Please describe your working process.
Before I start any sculpture, I first come up with the concept and initial sketch of the person(s) I am going to sculpt.  Then I study videos and photos of the subject from all sides.  Video is especially important in capturing a person’s mannerisms and nuances.   I then study the source images side by side, and then amalgamate the person’s likeness into my own style.  I won’t start sculpting until I have sketches from all sides. Today, I photograph my own work with a digital SLR camera.

David O'Keefe Studios
2310 W. State St.
Tampa FL 33609
images and content © David O'Keefe

Monday, November 16, 2009

Paul Harding

Let's play with the insanely talented Paul Harding!

After graduating from Syracuse Universtity (Illustration) in 1998 Paul moved to NYC and began a career in multi-media design.  Soon after, he began sculpting and working for various toy companies.  Nearly ten years later he continues to work for companies such as DC Comics, Hasbro Toys, and Marvel Entertainment making statues and action-figures.

How did you start working dimensionally?
I began working dimensionally in an effort to impress a newly-formed contact in the toy industry.  This was my first real experience with someone who was responsible for the things that gave me the most pleasure as a child-- action-figures.  The rare, beautiful sculpt on a toy would immediately become a favorite posession and the not-so-rare awful sculpt always haunted me.

Please describe your working process.
In terms of my medium of choice, I use a wax-like clay called castilene to rough out sculpts. Then I mold them and cast in my own version of "hasbro" wax to finish.  Other than that, just a bunch of small tools do the job... oh yeah, and a digital waxer to drip on wax and carve away.

What do you enjoy the most about working dimensionally?
What I most enjoy about 3 dimensions is that I can see all angles to a subject.  With 2d art the subject is limited to one heartless angle.  It can seem more difficult to achieve the results that I originally had in mind.

Paul Harding 
images and content © Paul Harding

Friday, November 13, 2009

Irma Gruenholz

I know I had said Fridays would be a day to reflect on dimensional artists from the past, but I have SO many current artists to post about that I just can't wait another day. Check out the amazing Irma!
Irma Gruenholz is an illustrator in Spain who specializes in clay and other materials.

How did you start working dimensionally?

RECORD EXTRACTS »
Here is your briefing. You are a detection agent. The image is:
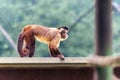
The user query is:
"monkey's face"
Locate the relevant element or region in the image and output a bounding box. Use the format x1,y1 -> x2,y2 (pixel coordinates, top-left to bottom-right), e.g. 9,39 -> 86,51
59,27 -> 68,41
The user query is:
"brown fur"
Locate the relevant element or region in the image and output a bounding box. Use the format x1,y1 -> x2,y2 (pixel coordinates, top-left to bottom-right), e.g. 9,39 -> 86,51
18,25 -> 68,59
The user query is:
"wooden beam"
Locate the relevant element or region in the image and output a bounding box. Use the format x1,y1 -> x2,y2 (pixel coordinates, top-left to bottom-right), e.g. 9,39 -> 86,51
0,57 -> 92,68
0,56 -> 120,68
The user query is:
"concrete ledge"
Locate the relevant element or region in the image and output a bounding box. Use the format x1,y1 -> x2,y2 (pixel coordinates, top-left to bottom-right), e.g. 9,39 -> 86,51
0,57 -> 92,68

==

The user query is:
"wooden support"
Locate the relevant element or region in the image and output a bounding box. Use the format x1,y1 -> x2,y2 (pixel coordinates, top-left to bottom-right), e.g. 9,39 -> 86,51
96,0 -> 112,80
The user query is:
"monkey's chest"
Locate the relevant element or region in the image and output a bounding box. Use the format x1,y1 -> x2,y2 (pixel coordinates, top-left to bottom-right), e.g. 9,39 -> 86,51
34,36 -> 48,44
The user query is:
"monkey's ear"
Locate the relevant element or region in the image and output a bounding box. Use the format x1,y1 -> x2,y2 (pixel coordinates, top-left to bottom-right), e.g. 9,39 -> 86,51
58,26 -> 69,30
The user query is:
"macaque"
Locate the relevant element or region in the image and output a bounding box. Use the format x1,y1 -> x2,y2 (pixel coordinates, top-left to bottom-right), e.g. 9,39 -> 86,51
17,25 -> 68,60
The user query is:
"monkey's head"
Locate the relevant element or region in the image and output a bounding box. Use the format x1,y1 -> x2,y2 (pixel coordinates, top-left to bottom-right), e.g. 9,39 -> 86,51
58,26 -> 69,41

WORK TASK A »
In the blog of artist interviews, what material does Paul Harding use to rough out his sculpts?
WORK TASK B »
Turn the paragraph in the artist interview blog that begins "Before I start any sculpture" into a short bulleted list that keeps its main facts.
WORK TASK C »
Extend the artist interview blog past its last line by writing the next part.

EXERCISE OUTPUT A »
Castilene, a wax-like clay.

EXERCISE OUTPUT B »
- Develop the concept and an initial sketch of the person or people to be sculpted.
- Study videos and photos of the subject from all sides; video is especially important for capturing mannerisms and nuances.
- Compare the source images side by side and blend the person's likeness into a personal style.
- Begin sculpting only once sketches from all sides are done.
- Photograph the finished work with a digital SLR camera.

EXERCISE OUTPUT C »
I started about 12 year ago without too much asking myself what I was doing. I started experimenting with different techniques to illustrate and I felt very comfortable working with clay, I liked the possibility of this material to work directly on the volume and colour. Gradually, other materials have been introduced, I love experimenting with all kinds of elements and textures.

What or who has influenced the way you work?
My references are quite diverse, I find it quite difficult to say who influenced me most. Some of the illustrators that I admire are: Mattotti, Baudoin, Shaun Tan, Maurice Sendak, Christian Voltz and Ana Juan. I also love the stop motion animations of Svankmajer and Tim Burton.  But mostly I am excited to see up and coming new artists, it inspires me to work on new experimental pieces.

Please describe your working process.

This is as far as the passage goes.